## START

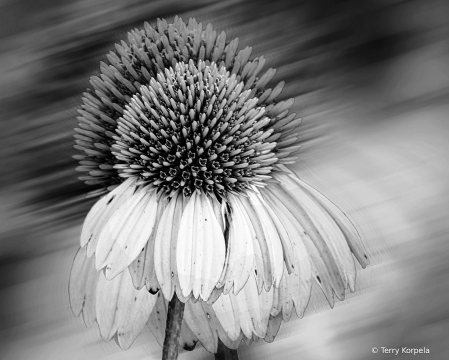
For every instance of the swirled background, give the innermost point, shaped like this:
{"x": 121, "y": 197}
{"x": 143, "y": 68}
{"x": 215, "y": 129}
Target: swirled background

## END

Update the listing above by replacing "swirled background" with "marbled background" and keeping everything else the same. Leave the pictures out of your answer.

Correct answer:
For every instance of the marbled background, give the innermost point, shaped like this:
{"x": 121, "y": 197}
{"x": 143, "y": 68}
{"x": 215, "y": 129}
Target: marbled background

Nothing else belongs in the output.